--- Text under study Enclosed Below ---

He still walks with the faintest of limps but, given the uphill struggles Chris Froome has faced over the last few months, it’s no wonder he has been so upbeat with his racing comeback at the UAE Tour.
After all, it was only a few months ago - in early December to be precise - that the four-time Tour de France winner was forced to go under the knife for a third time following an infection that stemmed from the previous rounds of surgery on his right side and leg.
The infection was caused by an allergic reaction to internal stitches that were sewn during the second surgery to remove metalwork in November. News of this third surgery was revealed by Froome to both Cyclingnews and The Times at the finish of stage 2 of the UAE Tour.
He still carries the scars and will forever have a plate of metal along his right femur with four screws to hold it in place. Giving a rare insight into his rehabilitation, Froome described the months since his career-threatening crash at last year's Critérium du Dauphiné.
There have been several key points since last June. After the surgeries, Froome had to spend months in bed recovering and then spent time in a wheelchair as his rehab began. Learning to walk, he said, was one of the hardest points.
"That was tough. That was really tough," Froome told Cyclingnews and The Times.
"It’s not something that you think about until you’re in that sort of position. For sure, after weeks of being bed-ridden and then weeks of being in a wheelchair, walking just felt so foreign.
"That was much harder than getting back on the bike again. On the bike it actually felt pretty natural and pretty easy but trying to walk normally was by far the hardest part of the rehab."
It wasn’t just a physical struggle, but a mental one too.
"Mentally it was just tough, when I was in that position of barely being able to walk, thinking about being a professional cyclist again seemed so far away but it’s amazing what the body can do and how it recovers," Froome said.
"I’m incredibly fortunate to have been surrounded by really good people, with rehab and physios, and the general team around me. Everybody had really high morale and positive energy. It made it a lot easier."
Froome has reached several key milestones during his continued comeback but when asked what the biggest breakthrough was during his time away from professional cycling, he picked one that didn’t involve the bike at all.

--- End of Enclosed Text under study ---

Task requirements
Copy the passage from the Froome article, starting at "The infection was" and ending at "Critérium du Dauphiné.". The material that comes after this point is separate and has nothing to do with the text about Chris Froome.

--- Raw data Enclosed Below ---

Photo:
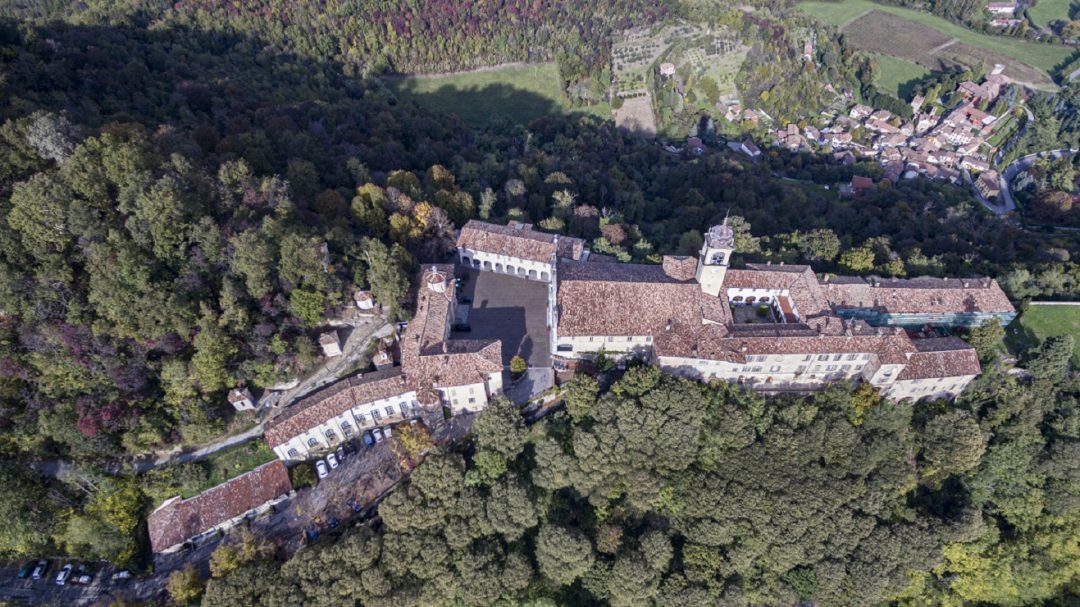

--- End of Enclosed Raw data ---

Answer for the task
The infection was caused by an allergic reaction to internal stitches that were sewn during the second surgery to remove metalwork in November. News of this third surgery was revealed by Froome to both Cyclingnews and The Times at the finish of stage 2 of the UAE Tour.
He still carries the scars and will forever have a plate of metal along his right femur with four screws to hold it in place. Giving a rare insight into his rehabilitation, Froome described the months since his career-threatening crash at last year's Critérium du Dauphiné.